*DESCRIPTION OF THE TASK*: Extend the forum post on building a JGroups-based communication mesh among Host Controllers, picking up right after its last sentence.

--- START OF SOURCE ---

Re: Inter Host Controller group communication mesh

Brian Stansberry
In reply to this post by Sebastian Laskawiec
On 4/12/16 4:29 AM, Sebastian Laskawiec wrote:
> Adding Bela to the thread...
>
> The POC looks really nice to me. I could try take it from herre and
> finish WFLY-1066 implementation to see how everything works together.
>
> The only thing that comes into my mind is whether we should (or or not)
> add capability and server group information to it? I think most of the
> subsystems would be interested in that.
>

We'd still need a design for exactly how a distributed cache of topology
info would work. Using JGroups opens up the possibility of using
Infinispan, but the structure of the data in the cache is still TBD. I
think capability and server group data will be part of that.

We also have to work out how the servers access the cache data. As Ken
pointed out having a large TCP mesh might be problematic, so do we want
each HC in the cluster, or a subset, with then some other mechanism for
the servers accessing the cache?

> On Mon, Apr 11, 2016 at 6:57 PM, Brian Stansberry
> <[hidden email] <mailto:[hidden email]>> wrote:
>
>     Just an FYI: I spent a couple days and worked up a POC[1] of creating a
>     JGroups-based reliable group communication mesh over the sockets our
>     Host Controllers use for intra-domain management communications.
>
>     Currently those sockets are used to form a tree of connections; master
>     HC to slave HCs and then HCs to their servers. Slave HCs don't talk to
>     each other. That kind of topology works fine for our current use cases,
>     but not for other use cases, where a full communication mesh is more
>     appropriate.
>
>     2 use cases led me to explore this:
>
>     1) A longstanding request to have automatic failover of the master HC to
>     a backup. There are different ways to do this, but group communication
>     based leader election is a possible solution. My preference, really.
>
>     2) https://issues.jboss.org/browse/WFLY-1066, which has led to various
>     design alternatives, one of which is a distributed cache of topology
>     information, available via each HC. See [2] for some of that discussion.
>
>     I don't know if this kind of communication is a good idea, or if it's
>     the right solution to either of these use cases. Lots of things need
>     careful thought!! But I figured it was worth some time to experiment.
>     And it worked in at least a basic POC way, hence this FYI.
>
>     If you're interested in details, here are some Q&A:
>
>     Q: Why JGroups?

--- END OF SOURCE ---
--- START OF RECORDED DATA ---

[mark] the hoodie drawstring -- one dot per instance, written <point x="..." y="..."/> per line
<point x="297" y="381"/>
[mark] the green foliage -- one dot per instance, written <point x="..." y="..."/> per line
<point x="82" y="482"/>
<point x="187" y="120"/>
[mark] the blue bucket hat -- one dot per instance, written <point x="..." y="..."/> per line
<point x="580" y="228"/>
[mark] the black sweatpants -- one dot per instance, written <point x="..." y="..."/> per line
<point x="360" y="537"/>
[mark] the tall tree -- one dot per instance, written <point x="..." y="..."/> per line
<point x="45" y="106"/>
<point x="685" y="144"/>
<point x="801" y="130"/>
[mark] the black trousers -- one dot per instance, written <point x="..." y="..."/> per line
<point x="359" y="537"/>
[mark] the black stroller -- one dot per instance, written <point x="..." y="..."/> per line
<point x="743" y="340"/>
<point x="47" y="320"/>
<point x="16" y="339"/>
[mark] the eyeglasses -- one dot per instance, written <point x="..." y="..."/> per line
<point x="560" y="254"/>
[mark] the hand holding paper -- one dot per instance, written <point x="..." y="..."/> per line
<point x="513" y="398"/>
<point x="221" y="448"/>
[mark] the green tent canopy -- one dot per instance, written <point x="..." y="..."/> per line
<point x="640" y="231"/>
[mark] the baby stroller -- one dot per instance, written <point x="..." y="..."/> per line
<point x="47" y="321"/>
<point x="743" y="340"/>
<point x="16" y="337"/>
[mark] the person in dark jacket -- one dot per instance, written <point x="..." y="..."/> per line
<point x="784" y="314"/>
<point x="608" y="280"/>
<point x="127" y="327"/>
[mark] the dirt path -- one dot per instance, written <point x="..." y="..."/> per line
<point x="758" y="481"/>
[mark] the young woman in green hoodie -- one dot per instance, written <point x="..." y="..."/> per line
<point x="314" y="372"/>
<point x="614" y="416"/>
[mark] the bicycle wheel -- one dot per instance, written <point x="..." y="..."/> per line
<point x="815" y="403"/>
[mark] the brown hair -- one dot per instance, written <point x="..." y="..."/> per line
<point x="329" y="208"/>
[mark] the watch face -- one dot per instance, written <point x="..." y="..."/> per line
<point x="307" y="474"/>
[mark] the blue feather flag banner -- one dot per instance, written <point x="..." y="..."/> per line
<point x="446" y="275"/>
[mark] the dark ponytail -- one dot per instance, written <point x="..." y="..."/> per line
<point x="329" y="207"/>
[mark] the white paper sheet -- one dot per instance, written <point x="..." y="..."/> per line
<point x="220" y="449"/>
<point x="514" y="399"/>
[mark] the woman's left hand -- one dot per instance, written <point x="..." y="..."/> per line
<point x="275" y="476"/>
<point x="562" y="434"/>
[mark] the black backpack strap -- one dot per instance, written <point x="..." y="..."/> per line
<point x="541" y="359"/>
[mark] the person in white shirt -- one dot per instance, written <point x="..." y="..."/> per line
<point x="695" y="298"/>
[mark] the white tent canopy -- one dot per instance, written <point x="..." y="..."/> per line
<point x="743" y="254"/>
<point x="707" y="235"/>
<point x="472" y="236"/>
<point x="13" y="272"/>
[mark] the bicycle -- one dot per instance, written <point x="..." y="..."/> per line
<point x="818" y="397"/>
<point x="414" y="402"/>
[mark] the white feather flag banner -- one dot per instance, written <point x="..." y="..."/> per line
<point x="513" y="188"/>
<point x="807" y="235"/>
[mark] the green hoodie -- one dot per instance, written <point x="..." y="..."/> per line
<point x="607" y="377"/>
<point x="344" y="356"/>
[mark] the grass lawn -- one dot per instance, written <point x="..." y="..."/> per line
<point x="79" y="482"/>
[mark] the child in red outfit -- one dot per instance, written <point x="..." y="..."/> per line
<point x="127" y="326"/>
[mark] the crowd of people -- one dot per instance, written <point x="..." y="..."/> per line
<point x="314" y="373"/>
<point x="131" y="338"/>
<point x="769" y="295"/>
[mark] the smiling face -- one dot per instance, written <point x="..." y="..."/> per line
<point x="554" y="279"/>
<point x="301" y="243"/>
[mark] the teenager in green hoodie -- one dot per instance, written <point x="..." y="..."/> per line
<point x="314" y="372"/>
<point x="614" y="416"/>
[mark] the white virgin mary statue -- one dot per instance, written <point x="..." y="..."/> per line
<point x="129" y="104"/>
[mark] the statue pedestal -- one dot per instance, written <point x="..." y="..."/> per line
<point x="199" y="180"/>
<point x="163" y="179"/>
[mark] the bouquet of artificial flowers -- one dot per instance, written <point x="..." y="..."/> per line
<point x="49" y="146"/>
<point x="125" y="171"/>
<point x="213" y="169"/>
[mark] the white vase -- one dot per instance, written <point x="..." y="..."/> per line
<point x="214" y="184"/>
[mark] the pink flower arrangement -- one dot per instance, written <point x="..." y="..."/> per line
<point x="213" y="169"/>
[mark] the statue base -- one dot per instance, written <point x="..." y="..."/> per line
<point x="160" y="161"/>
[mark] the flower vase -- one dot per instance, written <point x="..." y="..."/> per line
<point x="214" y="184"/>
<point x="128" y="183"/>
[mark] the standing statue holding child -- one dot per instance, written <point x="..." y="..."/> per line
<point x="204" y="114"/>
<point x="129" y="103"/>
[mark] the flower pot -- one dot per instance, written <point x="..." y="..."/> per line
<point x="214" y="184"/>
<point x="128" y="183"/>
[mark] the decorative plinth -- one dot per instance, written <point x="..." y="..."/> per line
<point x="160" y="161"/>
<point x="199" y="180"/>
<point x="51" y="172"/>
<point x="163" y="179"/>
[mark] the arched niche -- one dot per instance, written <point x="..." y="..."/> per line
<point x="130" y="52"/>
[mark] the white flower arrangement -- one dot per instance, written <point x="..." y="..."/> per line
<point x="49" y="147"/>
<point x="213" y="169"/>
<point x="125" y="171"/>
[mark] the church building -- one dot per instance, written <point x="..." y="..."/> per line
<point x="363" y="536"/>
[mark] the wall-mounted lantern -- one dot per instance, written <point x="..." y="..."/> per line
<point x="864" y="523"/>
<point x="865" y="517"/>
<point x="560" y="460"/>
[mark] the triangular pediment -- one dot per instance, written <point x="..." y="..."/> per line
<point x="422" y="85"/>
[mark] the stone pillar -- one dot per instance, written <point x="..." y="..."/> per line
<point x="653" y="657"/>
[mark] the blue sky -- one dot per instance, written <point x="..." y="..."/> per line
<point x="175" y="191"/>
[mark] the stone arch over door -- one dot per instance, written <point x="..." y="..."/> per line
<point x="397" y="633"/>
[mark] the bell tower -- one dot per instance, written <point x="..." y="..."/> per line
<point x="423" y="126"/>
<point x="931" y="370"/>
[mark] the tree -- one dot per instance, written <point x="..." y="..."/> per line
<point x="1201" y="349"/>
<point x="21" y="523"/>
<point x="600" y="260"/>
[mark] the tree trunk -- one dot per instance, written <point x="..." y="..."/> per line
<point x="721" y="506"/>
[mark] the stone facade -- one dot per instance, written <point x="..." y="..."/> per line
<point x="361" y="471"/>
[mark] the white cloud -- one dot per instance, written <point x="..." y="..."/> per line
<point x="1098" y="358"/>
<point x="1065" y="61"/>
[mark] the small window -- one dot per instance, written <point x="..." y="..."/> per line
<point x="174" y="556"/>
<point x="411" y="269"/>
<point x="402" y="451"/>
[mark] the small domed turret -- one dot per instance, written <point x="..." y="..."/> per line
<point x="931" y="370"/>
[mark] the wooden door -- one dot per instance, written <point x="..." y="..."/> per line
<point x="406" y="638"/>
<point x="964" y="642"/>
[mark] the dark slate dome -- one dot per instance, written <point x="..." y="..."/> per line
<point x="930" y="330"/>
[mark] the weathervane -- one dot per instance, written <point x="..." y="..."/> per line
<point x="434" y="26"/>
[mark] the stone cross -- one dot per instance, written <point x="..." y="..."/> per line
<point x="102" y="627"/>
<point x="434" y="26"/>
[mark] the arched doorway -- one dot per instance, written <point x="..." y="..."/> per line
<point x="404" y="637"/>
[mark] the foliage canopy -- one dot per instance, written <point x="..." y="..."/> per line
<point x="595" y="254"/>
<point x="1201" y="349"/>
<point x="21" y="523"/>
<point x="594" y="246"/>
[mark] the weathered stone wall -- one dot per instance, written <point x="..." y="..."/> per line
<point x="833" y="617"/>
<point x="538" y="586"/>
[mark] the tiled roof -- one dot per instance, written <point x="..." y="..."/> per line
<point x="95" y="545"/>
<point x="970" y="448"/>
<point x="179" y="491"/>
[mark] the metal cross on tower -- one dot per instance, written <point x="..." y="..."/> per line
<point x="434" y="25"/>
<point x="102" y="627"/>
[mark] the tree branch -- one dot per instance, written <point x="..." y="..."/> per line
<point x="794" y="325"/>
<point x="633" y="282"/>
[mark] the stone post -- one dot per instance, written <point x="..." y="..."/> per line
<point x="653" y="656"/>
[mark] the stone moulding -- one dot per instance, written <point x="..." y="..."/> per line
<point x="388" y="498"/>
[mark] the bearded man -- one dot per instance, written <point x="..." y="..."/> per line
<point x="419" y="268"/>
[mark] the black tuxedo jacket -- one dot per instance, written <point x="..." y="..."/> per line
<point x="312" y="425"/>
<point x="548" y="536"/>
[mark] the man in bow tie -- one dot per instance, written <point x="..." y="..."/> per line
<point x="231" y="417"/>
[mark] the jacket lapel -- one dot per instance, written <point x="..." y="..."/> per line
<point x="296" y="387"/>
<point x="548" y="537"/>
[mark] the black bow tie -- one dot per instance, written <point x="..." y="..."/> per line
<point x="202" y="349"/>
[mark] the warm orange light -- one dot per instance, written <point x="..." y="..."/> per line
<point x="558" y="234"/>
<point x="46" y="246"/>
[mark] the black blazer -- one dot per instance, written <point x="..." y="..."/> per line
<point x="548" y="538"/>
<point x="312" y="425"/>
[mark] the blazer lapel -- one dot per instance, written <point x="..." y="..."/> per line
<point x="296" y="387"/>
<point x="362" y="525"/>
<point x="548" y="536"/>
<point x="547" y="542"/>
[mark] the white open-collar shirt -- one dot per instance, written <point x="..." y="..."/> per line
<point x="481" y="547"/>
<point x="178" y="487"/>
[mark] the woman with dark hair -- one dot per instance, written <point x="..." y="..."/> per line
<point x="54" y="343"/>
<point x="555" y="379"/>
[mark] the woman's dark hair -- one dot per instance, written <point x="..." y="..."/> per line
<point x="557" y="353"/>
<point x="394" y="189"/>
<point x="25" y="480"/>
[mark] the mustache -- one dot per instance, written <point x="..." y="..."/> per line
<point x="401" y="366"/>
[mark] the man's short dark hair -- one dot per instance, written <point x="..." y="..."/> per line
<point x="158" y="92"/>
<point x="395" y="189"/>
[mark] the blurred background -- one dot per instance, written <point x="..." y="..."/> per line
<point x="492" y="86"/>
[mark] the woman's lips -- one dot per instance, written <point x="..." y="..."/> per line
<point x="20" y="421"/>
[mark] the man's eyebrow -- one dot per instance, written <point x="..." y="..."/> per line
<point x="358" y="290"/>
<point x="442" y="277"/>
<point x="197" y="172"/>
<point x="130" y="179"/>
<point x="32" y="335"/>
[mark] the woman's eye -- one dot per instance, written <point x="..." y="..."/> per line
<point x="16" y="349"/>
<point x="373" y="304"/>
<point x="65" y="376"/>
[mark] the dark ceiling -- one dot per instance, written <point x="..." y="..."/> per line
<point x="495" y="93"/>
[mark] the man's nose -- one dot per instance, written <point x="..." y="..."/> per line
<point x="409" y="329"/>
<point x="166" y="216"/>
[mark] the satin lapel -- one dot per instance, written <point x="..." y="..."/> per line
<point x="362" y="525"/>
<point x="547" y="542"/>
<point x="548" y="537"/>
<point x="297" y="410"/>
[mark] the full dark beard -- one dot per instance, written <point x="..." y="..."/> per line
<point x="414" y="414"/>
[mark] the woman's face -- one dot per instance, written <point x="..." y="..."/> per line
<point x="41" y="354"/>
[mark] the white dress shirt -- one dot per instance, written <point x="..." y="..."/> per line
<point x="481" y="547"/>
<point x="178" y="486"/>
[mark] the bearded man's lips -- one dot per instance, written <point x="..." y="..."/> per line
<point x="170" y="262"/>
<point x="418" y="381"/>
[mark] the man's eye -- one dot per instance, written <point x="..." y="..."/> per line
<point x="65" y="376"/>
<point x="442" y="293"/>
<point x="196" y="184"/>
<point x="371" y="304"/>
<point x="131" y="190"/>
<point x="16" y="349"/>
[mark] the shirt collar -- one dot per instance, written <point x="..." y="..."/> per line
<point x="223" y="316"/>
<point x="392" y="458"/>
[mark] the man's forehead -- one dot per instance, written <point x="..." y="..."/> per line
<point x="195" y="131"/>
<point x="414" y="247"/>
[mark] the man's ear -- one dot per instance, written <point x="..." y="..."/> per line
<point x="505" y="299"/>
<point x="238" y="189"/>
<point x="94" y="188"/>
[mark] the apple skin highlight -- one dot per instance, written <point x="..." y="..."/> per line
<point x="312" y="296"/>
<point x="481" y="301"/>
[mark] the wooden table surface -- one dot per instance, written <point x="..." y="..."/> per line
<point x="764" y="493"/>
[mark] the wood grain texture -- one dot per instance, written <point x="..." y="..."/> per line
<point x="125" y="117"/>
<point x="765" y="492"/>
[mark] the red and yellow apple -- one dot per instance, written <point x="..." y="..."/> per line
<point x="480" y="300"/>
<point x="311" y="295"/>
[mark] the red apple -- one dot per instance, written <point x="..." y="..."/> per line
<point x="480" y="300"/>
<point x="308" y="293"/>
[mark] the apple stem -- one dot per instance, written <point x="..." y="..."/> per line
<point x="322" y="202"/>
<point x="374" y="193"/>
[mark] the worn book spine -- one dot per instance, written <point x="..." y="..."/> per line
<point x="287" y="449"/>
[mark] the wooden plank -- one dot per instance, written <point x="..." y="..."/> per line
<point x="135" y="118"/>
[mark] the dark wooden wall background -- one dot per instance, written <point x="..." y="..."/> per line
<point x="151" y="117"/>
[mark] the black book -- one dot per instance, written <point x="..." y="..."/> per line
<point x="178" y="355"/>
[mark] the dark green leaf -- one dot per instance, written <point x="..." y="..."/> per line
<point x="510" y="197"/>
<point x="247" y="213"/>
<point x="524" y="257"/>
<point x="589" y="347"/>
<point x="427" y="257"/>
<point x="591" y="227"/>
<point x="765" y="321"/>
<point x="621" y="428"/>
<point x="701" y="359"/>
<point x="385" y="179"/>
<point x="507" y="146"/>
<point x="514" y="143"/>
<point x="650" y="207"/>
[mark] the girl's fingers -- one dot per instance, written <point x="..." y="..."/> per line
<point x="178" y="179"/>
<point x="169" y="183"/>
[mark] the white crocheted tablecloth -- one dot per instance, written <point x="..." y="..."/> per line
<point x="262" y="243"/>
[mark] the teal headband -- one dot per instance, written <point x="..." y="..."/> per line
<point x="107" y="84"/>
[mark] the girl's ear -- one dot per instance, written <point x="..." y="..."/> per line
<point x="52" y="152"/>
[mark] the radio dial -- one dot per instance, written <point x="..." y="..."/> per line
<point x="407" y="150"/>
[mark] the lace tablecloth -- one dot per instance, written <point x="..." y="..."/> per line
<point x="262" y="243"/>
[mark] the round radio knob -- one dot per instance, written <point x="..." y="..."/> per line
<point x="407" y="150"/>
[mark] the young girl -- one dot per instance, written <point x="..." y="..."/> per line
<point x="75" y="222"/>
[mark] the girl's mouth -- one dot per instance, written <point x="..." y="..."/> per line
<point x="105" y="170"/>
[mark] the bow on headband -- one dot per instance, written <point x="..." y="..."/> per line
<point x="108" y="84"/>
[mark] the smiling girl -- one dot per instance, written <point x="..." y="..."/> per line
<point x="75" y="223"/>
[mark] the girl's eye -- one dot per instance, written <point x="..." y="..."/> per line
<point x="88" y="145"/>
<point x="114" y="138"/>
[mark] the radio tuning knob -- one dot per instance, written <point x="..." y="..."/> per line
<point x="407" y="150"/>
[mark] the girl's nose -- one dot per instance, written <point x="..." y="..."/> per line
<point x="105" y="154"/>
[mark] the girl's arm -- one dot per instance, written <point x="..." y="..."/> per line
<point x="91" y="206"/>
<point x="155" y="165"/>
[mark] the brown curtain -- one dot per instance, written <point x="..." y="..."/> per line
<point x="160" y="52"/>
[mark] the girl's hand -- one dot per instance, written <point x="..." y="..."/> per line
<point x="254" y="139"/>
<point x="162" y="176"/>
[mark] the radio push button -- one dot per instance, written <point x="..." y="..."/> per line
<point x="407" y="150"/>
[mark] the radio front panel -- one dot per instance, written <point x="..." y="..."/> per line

--- END OF RECORDED DATA ---

*RESULT*:
>
>     A: Because 1) I know it well 2) I trust it and 3) it's already used for
>     this kind of group communications in full WildFly.
>
>     Q: Why the management sockets? Why not other sockets?
>
>     A: Slave HCs already need configuration for how to discover the master.
>     Using the same sockets lets us reuse that discovery configuration for
>     the JGroups communications as well. If we're going to use this kind of
>     communication in an serious way, the configuration needs to be as easy
>     as possible.
>
>     Q: How does it work?
>
>     A: JGroups is based on a stack of "protocols" each of which handles one
>     aspect of reliable group communications. The POC creates and uses a
>     standard protocol stack, except it replaces two standard protocols with
>     custom ones:
>
>     a) JGroups has various "Discovery" protocols which are used to find
>     possible peers. I implemented one that integrates with the HC's domain
>     controller discovery logic. It's basically a copy of the oft used
>     TCPPING protocol with about 10-15 lines of code changed.
>
>     b) JGroups has various "Transport" protocols which are responsible for
>     actually sending/receiving over the network. I created a new one of
>     those that knows how to use the WF management comms stuff built on JBoss
>     Remoting. JGroups provides a number of base classes to use in this
>     transport area, so I was able to rely on a lot of existing functionality
>     and could just focus on the details specific to this case.
>
>     Q: What have you done using the POC?
>
>     A: I created a master HC and a slave on my laptop and saw them form a
>     cluster and exchange messages. Typical stuff like starting and stopping
>     the HCs worked. I see no reason why having multiple slaves wouldn't have
>     worked too; I just didn't do it.
>
>     Q: What's next?
>
>     A: Nothing really. We have a couple concrete use cases we're looking to
>     solve. We need to figure out the best solution for those use cases. If
>     this kind of thing is useful in that, great. If not, it was a fun POC.
>
>     [1]
>     https://github.com/wildfly/wildfly-core/compare/master...bstansberry:jgroups-dc
>     . See the commit message on the single commit to learn a bit more.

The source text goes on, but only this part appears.